WORK TO BE COMPLETED: Please reproduce everything from the line containing "give the outline of every instance of the tree" down to the end of the listing.

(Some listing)
▼

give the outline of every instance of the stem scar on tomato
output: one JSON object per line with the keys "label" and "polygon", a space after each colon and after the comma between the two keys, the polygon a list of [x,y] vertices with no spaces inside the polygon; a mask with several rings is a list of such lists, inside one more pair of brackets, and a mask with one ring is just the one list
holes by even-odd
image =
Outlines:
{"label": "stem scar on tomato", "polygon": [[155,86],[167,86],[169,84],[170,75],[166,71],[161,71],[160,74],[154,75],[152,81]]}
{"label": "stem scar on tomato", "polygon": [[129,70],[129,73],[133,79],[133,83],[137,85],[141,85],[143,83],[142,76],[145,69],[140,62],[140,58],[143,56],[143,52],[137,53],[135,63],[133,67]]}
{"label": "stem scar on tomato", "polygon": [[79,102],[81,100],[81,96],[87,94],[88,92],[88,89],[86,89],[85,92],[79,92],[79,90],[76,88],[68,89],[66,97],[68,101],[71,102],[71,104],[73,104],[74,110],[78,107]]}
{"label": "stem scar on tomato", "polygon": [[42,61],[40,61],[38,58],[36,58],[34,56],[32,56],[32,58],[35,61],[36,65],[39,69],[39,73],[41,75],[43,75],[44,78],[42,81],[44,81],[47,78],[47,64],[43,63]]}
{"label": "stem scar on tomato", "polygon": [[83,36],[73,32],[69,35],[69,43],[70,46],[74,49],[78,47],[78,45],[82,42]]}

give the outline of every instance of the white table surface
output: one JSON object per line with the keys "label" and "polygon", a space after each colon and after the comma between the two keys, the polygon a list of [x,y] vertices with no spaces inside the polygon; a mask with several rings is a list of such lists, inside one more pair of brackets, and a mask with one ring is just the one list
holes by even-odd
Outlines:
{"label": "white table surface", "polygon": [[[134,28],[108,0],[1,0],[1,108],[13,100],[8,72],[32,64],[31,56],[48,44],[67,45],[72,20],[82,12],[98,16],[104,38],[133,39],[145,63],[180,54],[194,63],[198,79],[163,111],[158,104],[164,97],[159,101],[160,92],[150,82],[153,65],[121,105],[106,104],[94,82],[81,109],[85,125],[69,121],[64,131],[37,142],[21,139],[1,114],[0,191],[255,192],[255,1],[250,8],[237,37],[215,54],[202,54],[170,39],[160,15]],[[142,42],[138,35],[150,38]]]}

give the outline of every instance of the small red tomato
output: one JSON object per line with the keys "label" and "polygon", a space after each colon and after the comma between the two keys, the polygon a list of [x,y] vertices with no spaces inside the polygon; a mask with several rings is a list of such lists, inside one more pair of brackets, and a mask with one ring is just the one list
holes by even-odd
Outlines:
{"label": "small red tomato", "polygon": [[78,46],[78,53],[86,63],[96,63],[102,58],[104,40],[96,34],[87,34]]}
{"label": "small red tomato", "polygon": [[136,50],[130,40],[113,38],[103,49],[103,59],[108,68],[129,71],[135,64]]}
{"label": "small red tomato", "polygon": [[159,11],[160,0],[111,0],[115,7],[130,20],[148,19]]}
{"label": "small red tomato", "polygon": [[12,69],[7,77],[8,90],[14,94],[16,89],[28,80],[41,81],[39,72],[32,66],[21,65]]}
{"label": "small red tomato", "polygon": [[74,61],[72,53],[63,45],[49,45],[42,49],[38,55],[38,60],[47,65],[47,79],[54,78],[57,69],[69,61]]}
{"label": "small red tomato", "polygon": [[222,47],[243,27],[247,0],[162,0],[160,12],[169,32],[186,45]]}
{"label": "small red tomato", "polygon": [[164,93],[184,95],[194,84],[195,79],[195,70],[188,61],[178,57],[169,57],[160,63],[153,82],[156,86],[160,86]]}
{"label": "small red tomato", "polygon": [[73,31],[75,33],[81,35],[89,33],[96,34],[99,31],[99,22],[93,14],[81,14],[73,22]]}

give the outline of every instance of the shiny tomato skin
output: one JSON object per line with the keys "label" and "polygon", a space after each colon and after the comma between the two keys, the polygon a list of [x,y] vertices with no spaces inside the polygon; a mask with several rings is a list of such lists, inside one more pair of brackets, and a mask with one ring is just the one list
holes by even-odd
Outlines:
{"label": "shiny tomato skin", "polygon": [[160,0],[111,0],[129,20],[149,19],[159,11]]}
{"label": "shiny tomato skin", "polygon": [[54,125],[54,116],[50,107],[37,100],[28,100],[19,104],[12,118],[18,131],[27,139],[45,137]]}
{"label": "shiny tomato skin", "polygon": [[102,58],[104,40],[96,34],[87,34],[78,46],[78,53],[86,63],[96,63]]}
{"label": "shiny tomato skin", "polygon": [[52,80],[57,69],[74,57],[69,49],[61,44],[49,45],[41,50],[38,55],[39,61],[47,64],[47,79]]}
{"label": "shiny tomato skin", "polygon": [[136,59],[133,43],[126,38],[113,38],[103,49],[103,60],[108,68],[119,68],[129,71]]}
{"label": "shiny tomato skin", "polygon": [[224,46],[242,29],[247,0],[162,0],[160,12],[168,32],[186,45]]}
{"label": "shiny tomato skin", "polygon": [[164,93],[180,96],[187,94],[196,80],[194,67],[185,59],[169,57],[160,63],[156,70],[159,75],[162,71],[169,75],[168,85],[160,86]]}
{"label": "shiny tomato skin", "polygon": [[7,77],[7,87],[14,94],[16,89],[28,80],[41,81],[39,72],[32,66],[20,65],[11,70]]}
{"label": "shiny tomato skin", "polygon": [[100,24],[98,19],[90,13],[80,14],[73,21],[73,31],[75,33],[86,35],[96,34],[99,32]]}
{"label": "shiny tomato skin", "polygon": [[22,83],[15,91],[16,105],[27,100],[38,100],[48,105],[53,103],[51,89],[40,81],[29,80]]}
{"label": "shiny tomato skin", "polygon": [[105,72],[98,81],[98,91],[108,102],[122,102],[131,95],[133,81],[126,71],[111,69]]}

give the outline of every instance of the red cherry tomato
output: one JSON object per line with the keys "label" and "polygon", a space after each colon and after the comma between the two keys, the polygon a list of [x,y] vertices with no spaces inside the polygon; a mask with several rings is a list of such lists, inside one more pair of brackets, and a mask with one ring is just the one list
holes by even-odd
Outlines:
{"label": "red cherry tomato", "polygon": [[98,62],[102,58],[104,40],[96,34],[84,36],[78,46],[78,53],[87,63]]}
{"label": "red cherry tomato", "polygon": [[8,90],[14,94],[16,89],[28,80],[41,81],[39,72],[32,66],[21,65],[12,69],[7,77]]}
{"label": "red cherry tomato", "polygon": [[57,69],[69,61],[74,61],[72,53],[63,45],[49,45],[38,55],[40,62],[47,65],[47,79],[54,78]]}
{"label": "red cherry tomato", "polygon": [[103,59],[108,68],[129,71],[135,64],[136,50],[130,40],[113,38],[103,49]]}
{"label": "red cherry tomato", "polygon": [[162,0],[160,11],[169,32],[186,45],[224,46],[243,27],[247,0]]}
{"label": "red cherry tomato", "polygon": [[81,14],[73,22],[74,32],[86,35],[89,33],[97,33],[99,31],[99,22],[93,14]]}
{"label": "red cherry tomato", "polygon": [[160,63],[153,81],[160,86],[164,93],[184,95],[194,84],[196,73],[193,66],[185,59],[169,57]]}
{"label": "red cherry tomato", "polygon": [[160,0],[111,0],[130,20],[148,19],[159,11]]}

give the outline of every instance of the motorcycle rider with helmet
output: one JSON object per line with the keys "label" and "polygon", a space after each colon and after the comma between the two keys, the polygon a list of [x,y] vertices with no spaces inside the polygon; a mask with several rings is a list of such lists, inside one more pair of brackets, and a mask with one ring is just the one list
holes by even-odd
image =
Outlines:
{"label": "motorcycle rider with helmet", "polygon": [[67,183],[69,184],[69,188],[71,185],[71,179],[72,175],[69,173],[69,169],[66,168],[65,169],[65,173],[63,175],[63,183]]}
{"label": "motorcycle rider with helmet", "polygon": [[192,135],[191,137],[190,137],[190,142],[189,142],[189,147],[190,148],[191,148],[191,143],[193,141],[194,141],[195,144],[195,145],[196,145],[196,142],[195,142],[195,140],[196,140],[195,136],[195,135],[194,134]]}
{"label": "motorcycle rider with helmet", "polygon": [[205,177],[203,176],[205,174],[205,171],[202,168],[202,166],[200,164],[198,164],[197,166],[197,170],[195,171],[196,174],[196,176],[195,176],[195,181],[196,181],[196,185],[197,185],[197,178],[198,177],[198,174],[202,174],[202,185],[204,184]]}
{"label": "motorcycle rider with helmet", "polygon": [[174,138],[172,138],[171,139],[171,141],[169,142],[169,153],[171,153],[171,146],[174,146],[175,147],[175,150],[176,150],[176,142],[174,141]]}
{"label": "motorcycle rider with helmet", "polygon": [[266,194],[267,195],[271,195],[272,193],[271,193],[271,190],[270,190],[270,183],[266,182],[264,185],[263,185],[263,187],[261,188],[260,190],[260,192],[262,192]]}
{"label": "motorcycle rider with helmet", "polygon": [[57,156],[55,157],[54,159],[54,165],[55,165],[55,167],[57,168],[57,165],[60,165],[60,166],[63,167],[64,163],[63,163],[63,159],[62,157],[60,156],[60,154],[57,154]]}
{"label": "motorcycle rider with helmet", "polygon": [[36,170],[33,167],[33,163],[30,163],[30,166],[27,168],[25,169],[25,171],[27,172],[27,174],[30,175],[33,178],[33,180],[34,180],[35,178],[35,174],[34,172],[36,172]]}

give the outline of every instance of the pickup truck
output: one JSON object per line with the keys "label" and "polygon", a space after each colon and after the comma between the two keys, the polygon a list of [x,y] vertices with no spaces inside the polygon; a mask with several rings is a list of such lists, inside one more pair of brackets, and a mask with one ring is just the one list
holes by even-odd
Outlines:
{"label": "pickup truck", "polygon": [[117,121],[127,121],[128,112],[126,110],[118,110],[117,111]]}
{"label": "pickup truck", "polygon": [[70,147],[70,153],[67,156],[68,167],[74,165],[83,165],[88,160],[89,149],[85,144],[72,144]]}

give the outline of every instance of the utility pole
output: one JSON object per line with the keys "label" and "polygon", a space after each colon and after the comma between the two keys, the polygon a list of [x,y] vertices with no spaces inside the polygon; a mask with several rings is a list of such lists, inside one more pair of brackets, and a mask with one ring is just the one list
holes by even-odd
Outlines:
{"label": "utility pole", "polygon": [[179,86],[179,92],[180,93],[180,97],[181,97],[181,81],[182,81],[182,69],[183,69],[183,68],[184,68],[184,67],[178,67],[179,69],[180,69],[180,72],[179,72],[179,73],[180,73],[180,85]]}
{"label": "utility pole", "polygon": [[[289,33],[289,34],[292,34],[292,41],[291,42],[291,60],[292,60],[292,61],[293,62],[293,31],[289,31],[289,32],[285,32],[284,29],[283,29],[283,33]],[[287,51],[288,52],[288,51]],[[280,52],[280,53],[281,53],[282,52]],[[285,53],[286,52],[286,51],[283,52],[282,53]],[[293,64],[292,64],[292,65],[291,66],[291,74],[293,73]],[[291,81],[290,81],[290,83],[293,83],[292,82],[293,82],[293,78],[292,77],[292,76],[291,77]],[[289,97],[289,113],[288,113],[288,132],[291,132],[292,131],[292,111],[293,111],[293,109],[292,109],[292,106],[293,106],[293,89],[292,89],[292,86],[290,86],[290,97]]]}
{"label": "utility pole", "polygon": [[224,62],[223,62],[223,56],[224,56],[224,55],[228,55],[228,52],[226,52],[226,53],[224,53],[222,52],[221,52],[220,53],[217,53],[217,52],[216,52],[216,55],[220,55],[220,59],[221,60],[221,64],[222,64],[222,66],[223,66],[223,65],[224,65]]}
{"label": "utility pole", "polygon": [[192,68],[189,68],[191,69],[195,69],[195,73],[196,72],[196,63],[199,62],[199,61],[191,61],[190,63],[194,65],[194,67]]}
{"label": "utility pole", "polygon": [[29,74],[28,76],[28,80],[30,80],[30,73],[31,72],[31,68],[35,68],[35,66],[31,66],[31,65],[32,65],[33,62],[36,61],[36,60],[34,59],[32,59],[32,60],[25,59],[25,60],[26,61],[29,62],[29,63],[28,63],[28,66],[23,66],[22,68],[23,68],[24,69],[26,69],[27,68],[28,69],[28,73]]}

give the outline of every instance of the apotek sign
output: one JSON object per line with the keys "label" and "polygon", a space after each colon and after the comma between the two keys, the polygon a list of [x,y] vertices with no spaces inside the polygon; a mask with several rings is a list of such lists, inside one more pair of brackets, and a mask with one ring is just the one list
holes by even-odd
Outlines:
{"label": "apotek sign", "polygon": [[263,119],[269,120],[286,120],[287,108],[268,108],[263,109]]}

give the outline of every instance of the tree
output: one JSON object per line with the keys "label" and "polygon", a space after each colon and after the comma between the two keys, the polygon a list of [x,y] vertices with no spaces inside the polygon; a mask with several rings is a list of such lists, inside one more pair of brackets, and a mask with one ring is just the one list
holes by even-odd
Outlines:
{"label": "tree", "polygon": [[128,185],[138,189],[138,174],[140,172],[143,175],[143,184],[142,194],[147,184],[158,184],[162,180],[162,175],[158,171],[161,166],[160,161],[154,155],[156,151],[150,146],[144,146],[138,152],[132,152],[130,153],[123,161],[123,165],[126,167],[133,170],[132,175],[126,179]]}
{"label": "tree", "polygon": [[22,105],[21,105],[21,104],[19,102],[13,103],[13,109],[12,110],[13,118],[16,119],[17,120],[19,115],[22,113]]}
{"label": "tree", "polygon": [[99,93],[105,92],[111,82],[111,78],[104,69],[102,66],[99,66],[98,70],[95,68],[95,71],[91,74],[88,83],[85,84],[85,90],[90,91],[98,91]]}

▲

EXERCISE SOLUTION:
give the outline of every instance of the tree
output: one JSON object per line with the keys "label" and "polygon", a space after each colon and after the comma between the two keys, the polygon a list of [x,y] vertices with no spaces inside the polygon; a mask with several rings is a list of such lists, inside one more pair of brackets, and a mask with one ring is just the one list
holes by even-odd
Outlines:
{"label": "tree", "polygon": [[128,185],[138,189],[138,174],[140,172],[143,175],[143,184],[142,194],[147,184],[158,184],[162,180],[162,175],[158,171],[161,166],[160,161],[154,155],[156,151],[150,146],[144,146],[138,152],[132,152],[130,153],[123,161],[123,165],[126,167],[133,170],[132,175],[126,179]]}
{"label": "tree", "polygon": [[22,105],[21,105],[21,104],[19,102],[13,103],[13,109],[12,110],[13,118],[16,119],[17,120],[19,115],[22,113]]}
{"label": "tree", "polygon": [[99,93],[105,92],[111,82],[111,78],[104,69],[102,66],[99,66],[98,70],[95,68],[95,71],[91,74],[88,83],[85,84],[85,90],[90,91],[98,91]]}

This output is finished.